Exercise
In the listing below, rewrite each line with "drop a point" replaced by "place a marker" and everything else left unchanged. Leave out the pictures.

Data to use
━━━━━━━━

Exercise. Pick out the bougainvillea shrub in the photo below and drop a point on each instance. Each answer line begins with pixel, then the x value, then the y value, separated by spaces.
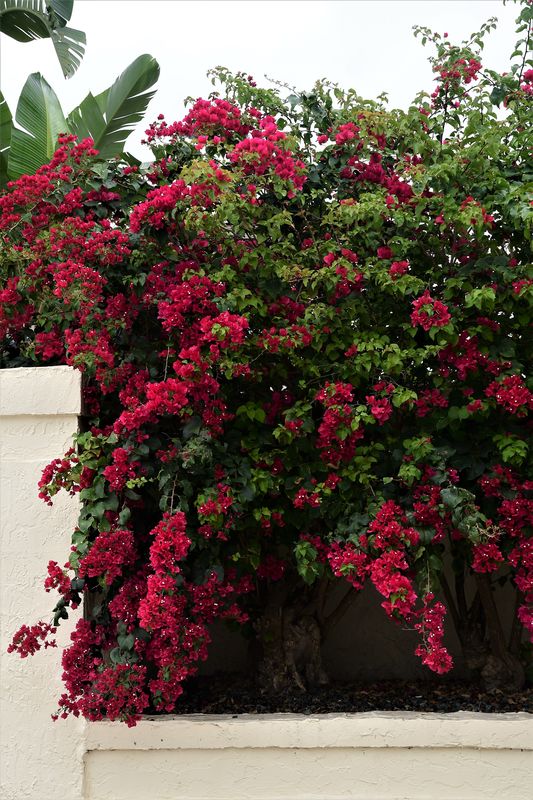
pixel 303 336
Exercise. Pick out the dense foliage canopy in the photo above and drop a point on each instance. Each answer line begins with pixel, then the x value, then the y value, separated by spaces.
pixel 302 331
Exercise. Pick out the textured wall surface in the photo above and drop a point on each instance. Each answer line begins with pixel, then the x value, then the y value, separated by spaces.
pixel 40 759
pixel 372 756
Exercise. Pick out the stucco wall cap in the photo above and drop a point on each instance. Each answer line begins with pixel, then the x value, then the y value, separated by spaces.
pixel 373 729
pixel 42 391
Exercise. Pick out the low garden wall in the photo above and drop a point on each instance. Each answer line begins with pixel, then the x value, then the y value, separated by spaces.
pixel 397 756
pixel 372 756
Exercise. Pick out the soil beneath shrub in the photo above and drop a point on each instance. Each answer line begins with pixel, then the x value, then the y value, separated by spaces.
pixel 235 695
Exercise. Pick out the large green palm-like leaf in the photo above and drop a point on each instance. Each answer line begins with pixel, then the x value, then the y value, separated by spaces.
pixel 26 20
pixel 40 115
pixel 110 117
pixel 6 123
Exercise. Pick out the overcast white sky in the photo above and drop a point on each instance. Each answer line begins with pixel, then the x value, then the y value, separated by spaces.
pixel 365 44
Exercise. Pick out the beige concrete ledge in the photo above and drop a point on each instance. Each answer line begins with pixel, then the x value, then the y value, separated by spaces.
pixel 42 391
pixel 372 729
pixel 368 756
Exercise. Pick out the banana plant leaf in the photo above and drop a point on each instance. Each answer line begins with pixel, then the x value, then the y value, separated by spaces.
pixel 110 117
pixel 6 124
pixel 26 20
pixel 41 121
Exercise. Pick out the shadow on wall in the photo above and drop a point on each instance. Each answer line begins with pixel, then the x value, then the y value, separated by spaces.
pixel 365 645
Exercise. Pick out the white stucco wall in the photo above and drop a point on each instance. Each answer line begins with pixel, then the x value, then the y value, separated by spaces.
pixel 39 759
pixel 373 756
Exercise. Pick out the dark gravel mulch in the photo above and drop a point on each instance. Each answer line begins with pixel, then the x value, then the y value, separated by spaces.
pixel 235 695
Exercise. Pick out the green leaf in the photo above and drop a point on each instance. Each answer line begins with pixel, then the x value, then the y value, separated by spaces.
pixel 6 126
pixel 40 115
pixel 110 117
pixel 451 497
pixel 26 20
pixel 69 45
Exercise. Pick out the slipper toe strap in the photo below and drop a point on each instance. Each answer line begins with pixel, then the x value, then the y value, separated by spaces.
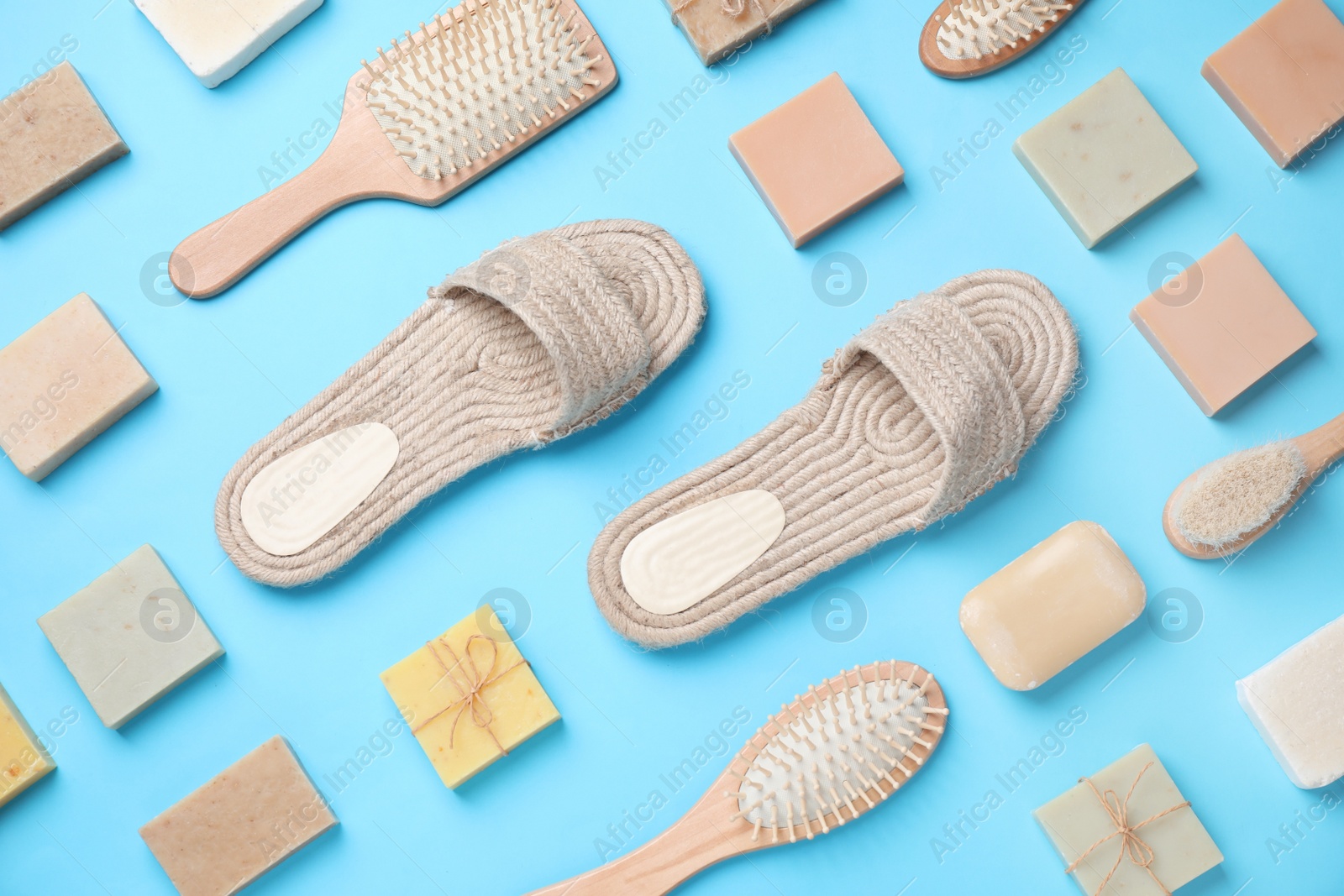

━━━━━━━━

Exercise solution
Exercise. Pick out the bougainvillea shrub in the photo below and place a marker on each instance. Each answer line begins with pixel, then the x value, then the y value, separated by spaces.
pixel 303 336
Exercise. Pick out the dense foliage canopy in the photo above and place a marker on each instance. Each answer line begins with pixel, then the x value, then the y value, separated by spaces.
pixel 302 331
Exercise. Pick out the textured wall surface in the photo above and place a marker on each instance. Each answer line begins with pixel, then the x value, then the y value, separated by spaces.
pixel 40 759
pixel 372 756
Exercise. Pick out the stucco wall cap in the photo above and place a marker on each instance. Each answer line begins with pixel, then the x value, then the y value, separated by spaces.
pixel 373 729
pixel 42 391
Exercise. Pick out the low garden wall in the photo above and place a marker on each instance. Each answer line begins with pixel, then the x value, then the y value, separated by spaces.
pixel 397 756
pixel 372 756
Exercise. Pick out the soil beneath shrub in the photo above and place a marker on each instance. Each answer line begins with pixel, then the x value, then the y value, separated by spaces.
pixel 235 695
Exercise. Pick out the large green palm-like leaf in the photo above and place a marker on each instance. Each answer line begins with pixel, then the x value, then the y value, separated by spaces.
pixel 26 20
pixel 40 115
pixel 110 117
pixel 6 123
Exercise. Pick out the overcast white sky in the photo above and place a marker on each instance. Each answer line begins with pixel, then the x value, then the y value, separated by spaces.
pixel 365 44
Exercise. Pick out the beige concrete ledge in the photo above and place a marker on each instance. Each answer line begins with pixel, then the x value, then the y value, separated by spaces.
pixel 42 391
pixel 372 729
pixel 368 756
Exercise. Pick out the banana plant leaf in the photo above and place a marker on each instance. Each answer line begins with pixel, then the x value, then the y value, separated by spaces.
pixel 110 117
pixel 6 124
pixel 26 20
pixel 41 121
Exercise. Pick out the shadow on wall in the photo above and place a marker on each instance. Each answer line begins with pixel, then the x value, then the y value, separated by spaces.
pixel 365 645
Exercise. Pick out the white stucco wall in the photo above and place a marker on each instance. Each answer line begins with pixel, then the x value, then the y value, separated by spaces.
pixel 39 759
pixel 373 756
Exercise. Pick out the dark gravel mulch in the photo above and place a marker on each instance. Each answer line begins with pixel, then the x value, then the y value, separated by spaces.
pixel 235 695
Exercise. Pick out the green leaf in the photo above and place a marker on each instance. Each answer line begins with pixel, then the x value, then the y value, separated by spaces.
pixel 6 126
pixel 40 115
pixel 110 117
pixel 451 497
pixel 26 20
pixel 69 45
Exercise. Pick out the slipper toe strap in the photo below and place a marker on each instance. Each answer line begins with pixel, then the x value, then the y value, separated by spaces.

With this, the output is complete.